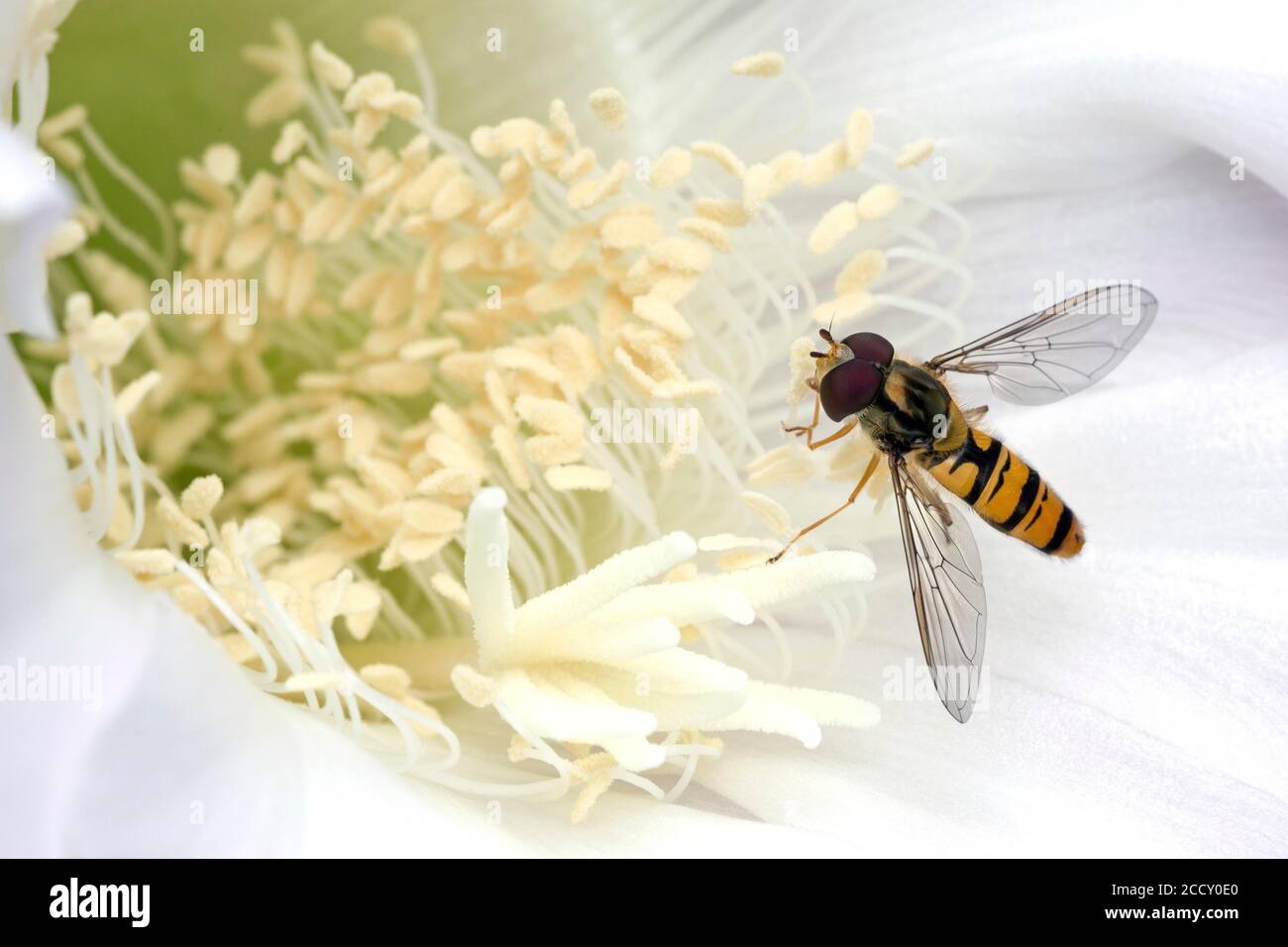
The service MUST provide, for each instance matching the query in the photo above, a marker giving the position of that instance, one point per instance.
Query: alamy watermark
(1125, 303)
(625, 424)
(191, 296)
(913, 681)
(24, 684)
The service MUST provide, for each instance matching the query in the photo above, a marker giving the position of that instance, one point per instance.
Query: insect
(931, 445)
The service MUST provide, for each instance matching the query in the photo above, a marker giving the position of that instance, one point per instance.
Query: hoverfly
(912, 419)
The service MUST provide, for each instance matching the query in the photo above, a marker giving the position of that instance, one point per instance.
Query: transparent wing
(1060, 351)
(947, 589)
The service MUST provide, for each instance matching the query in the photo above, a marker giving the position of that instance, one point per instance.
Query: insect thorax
(912, 410)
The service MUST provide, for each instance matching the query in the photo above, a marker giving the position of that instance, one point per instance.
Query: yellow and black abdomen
(1009, 493)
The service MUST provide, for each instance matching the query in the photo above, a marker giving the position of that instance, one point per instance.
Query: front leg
(807, 429)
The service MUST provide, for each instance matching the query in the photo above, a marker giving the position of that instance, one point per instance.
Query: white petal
(613, 577)
(31, 206)
(799, 578)
(681, 602)
(557, 715)
(487, 571)
(596, 641)
(636, 753)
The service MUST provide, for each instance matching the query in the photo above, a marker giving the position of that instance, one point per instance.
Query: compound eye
(849, 388)
(870, 347)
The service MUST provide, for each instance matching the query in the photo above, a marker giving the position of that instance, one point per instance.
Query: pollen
(609, 107)
(877, 201)
(761, 64)
(442, 316)
(836, 224)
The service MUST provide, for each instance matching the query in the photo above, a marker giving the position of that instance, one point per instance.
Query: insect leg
(867, 475)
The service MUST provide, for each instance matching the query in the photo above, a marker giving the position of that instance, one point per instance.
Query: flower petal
(604, 582)
(31, 206)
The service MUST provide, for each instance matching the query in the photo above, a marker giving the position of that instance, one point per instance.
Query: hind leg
(867, 475)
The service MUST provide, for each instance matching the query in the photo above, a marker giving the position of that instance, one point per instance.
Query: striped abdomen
(1009, 493)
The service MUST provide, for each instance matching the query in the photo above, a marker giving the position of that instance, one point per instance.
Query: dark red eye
(849, 388)
(870, 347)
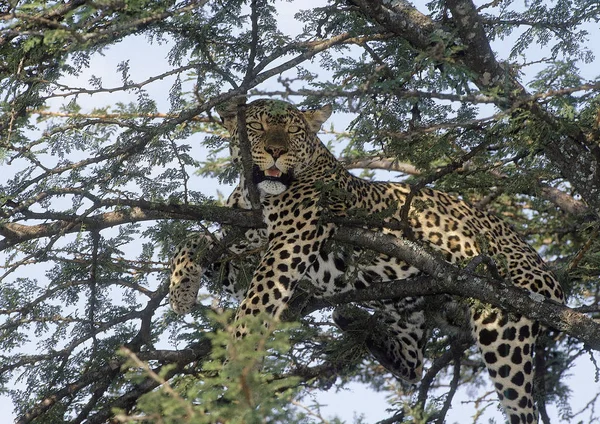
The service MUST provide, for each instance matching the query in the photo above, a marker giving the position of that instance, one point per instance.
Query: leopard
(301, 185)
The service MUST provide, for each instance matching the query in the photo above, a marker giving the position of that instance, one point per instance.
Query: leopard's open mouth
(271, 174)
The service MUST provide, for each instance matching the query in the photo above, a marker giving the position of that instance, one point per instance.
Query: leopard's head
(282, 138)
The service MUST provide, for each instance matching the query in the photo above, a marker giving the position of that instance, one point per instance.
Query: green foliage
(102, 177)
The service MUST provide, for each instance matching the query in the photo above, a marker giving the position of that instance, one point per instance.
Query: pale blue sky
(146, 61)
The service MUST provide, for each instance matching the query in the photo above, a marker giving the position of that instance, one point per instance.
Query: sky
(146, 61)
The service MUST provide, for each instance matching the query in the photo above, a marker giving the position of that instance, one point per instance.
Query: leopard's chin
(271, 181)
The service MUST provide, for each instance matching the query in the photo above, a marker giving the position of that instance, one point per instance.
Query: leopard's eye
(255, 125)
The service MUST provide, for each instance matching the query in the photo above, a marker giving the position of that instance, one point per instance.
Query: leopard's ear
(228, 110)
(315, 118)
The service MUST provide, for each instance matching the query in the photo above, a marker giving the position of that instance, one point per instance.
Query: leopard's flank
(292, 168)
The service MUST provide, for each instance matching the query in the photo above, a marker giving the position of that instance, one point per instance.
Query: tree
(95, 198)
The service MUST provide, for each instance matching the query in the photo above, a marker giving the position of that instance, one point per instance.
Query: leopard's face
(282, 140)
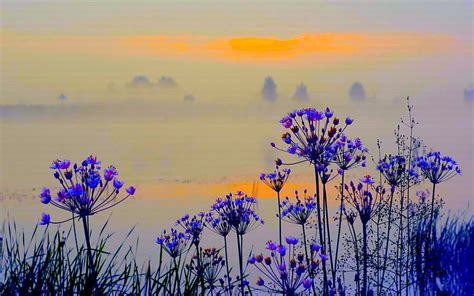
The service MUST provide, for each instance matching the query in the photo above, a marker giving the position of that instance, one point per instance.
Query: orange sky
(237, 48)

• • • •

▶ [Your goal]:
Repeat the records above exactly, leaving out the pictures.

▶ [Reply to the task]:
The service MUST provide, for each instance matching the query in the photo above, a marker giving the position of that instance, one point per instance.
Query: alamy watermark
(1125, 303)
(625, 424)
(191, 296)
(913, 681)
(24, 684)
The service MUST provide, for each instance matching the query in the photo above, a marker giving the position of that instance, one point per instance.
Query: insect
(931, 445)
The service MUST provide, for each instance matching the query in the photo above, a marker giving the position of that instance, one point per instance.
Query: hoverfly
(912, 419)
The service MUST provide, for each instance matching the query in the photo above, a marker giving the position of that instance, one point per instance.
Query: transparent wing
(1060, 351)
(947, 589)
The service MUST provide, for each instance matching the query in the photo above, a marker giving the position of that instance, one point per instance.
Query: insect thorax
(912, 410)
The service MUST provide, for each instance matching the query in the photo above, a marker giving the position of that instance, one point per instance.
Query: yellow and black abdomen
(1009, 493)
The service MUST provide, for each instance matching the query in the photo above, a marker giving the position of that instance, one point per instance.
Query: front leg
(807, 429)
The service MUST provide, for each instance matching the query in the photo above, a marker giving the position of that instance, one point per instance.
Query: white petal
(613, 577)
(31, 206)
(799, 578)
(681, 602)
(557, 715)
(487, 571)
(596, 641)
(636, 753)
The service MUST provide, for each instance matching the query in the photo above, a marker giving the position of that instance, one point per instance.
Query: compound eye
(849, 388)
(870, 347)
The service MUST provide, for each instance matching the query in the photo above, a marker giving the position of that instance, one point per instance.
Query: pollen
(609, 107)
(877, 201)
(761, 64)
(442, 316)
(836, 224)
The service MUST provide, for each instance matching the query in the photo above, a marker giving the position of that instance, one point per instance.
Query: insect leg
(867, 475)
The service MUST provide, for each instance matching the query in the photo above, a marker giving the position of that instance, one point per instance.
Query: flower petal
(604, 582)
(31, 206)
The service MUST provide, for each instance matching the query in the photo above, a marker giving the position of that instance, one point per instance.
Query: hind leg
(867, 475)
The service MUST provide, for each instance matching the query in the photo above, a marker giving the position of that instance, one point per instance.
Query: striped abdomen
(1009, 493)
The service MUST provide, for each instance matching the query in the photo above, a marker giving the position of that instance, one point per instance.
Query: dark red eye
(849, 388)
(870, 347)
The service MUST provide, for each instance matching the query in the photo above, a marker giving the position of that instance, one point per instance.
Query: leopard
(301, 185)
The service MUST provide, for each instance matching the query in the photo above, a marker giving the position of that instance, one point per instance.
Query: leopard's open mouth
(271, 174)
The service MUST provide, for each instance matching the query in the photo above, a marker giving the position of that instance, one point per instance.
Query: leopard's head
(282, 138)
The service MUST provide, for each instance matching the query in the photo above, a marker giving the position of that instance, one point per instance.
Query: green foliage
(102, 177)
The service MUST provide, for each instance matching the query in the photo above, a marker giving the position of that instance, one point per instance.
Query: pale blue sky
(146, 61)
The service MUST provide, for each instance matching the query in the photo above, a marker giving the position of that instance, one point per instance.
Query: sky
(146, 61)
The service MUST provide, for each instance matching the query in the photo above, a marker giving the position of that instance, one point per instance.
Query: leopard's chin
(271, 181)
The service MUST provide, for each instance matching the query in the photo above, a marker giving the position of that instance, one point per instance.
Query: leopard's eye
(255, 125)
The service MUST provide, for each instance matching the query in the photo above, a marker giving the position of that instance, one point per instance.
Query: leopard's ear
(228, 110)
(315, 118)
The service MUST provide, for each instance matching the query in the photo above, a marker giving the position of that instance, one point per instance.
Query: leopard's flank
(292, 168)
The service MUST provide, for each instance matching the query in the photo above, a marker giving the position of that instance, one point per instance.
Query: tree
(95, 198)
The service MUST provide, for each instance matching the query in the photo above, a marker giving the position of that instance, one point per instance.
Query: leopard's face
(282, 140)
The service MUST provide, for each instance matching the query in the photo above, a marker giving the position of that instance, one point per instance.
Query: orange sky
(237, 48)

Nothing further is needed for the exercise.